WHAT TO PRODUCE
How many lines in the material below contain the word "sandy"? Write only the number.
▬▬▬▬▬▬▬▬▬▬
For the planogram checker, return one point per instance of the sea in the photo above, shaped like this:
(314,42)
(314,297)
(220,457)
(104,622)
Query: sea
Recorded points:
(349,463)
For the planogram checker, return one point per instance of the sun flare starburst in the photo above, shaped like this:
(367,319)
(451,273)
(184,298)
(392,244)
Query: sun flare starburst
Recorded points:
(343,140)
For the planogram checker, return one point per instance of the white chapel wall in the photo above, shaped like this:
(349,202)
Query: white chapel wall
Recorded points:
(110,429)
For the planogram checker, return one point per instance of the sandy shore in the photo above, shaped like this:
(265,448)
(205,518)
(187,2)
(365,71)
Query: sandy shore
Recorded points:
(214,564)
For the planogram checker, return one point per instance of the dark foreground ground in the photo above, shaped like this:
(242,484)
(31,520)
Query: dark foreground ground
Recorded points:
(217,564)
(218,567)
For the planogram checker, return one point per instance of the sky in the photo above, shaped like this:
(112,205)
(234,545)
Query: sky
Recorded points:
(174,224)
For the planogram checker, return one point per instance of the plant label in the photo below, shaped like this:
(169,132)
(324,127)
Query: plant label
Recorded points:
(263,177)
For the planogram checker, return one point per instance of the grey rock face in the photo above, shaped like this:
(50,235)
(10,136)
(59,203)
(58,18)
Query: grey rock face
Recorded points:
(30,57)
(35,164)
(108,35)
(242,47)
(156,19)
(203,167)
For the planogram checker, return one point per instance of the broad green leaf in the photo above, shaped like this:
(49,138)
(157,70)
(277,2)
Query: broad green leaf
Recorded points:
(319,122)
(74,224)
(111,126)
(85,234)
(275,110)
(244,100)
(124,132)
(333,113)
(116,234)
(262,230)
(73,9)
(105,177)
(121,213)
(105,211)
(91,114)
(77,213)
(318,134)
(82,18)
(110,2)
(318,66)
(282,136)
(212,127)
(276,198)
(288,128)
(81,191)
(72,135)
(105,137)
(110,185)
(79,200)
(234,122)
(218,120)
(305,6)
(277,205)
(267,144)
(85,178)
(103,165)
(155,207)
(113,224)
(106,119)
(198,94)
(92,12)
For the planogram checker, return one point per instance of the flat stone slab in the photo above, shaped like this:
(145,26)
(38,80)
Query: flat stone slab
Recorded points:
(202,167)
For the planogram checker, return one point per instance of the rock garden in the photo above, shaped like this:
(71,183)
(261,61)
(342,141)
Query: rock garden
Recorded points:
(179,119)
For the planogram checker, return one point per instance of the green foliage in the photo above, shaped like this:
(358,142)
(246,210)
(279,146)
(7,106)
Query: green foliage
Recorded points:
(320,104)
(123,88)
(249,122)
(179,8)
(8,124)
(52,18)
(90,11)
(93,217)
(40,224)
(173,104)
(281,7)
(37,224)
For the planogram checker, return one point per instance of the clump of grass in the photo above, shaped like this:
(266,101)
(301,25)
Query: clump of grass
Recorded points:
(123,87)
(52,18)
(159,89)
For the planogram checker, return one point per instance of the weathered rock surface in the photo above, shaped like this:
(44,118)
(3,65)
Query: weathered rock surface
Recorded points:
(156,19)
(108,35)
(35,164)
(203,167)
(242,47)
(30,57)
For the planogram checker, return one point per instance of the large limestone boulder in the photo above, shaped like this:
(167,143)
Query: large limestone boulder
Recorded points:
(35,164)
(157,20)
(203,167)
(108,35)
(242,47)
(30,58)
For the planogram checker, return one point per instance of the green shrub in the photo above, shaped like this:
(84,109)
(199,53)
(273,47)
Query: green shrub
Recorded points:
▬▬▬▬▬▬▬▬▬▬
COMPLETED TASK
2